(Location labeling entries)

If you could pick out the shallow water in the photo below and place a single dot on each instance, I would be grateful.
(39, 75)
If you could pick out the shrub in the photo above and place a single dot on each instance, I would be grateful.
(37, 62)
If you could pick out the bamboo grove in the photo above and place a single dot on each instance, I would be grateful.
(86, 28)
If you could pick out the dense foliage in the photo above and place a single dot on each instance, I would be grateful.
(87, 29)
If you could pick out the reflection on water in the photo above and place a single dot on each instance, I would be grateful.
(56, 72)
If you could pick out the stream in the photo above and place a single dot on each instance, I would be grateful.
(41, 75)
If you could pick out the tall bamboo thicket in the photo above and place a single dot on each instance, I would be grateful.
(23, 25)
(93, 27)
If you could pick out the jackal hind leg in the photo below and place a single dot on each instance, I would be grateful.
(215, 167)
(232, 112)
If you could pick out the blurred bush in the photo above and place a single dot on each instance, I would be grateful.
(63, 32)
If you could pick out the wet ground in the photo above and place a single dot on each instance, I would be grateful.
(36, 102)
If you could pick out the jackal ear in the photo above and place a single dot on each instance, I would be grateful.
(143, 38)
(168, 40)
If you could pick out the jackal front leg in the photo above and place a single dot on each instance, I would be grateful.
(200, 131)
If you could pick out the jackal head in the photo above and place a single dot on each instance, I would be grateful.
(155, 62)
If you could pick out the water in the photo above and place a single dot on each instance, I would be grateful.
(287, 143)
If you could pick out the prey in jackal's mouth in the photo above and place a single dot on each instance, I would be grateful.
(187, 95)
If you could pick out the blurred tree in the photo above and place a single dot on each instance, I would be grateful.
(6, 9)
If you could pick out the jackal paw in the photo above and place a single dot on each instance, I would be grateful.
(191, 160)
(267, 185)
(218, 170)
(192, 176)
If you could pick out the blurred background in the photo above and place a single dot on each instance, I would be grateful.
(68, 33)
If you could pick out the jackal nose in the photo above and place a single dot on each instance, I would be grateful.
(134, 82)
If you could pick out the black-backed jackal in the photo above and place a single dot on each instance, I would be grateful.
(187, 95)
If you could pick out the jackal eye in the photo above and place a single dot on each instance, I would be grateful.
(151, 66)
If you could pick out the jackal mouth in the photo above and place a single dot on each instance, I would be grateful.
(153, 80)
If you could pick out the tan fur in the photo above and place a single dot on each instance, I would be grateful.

_Problem requirements_
Update the entries starting with the line that contains "If you could pick out the blurred background" and going on through the end of the entries, changing every "single dot" to "small mark" and leaving all else as it is. Give only those lines.

_Response to the task_
If you could pick out the blurred background in the photo above and place a small mark on each instance, I would be grateful.
(68, 33)
If you could pick out the jackal nose in the photo above and place a small mark on each instance, I would be grateful.
(134, 82)
If you could pick out the black-backed jackal in the photo above and place a small mark on each instance, I would be grateful.
(187, 95)
If you could pick out the jackal eye in the photo above and place a small mark on each instance, I would be grateful.
(151, 66)
If you could pick out the jackal mouth in the photo above and place a small mark on each instance, I would be grateful.
(153, 80)
If you could pick out the tan fur in the photo above and place a small mark on each instance, I would be grateful.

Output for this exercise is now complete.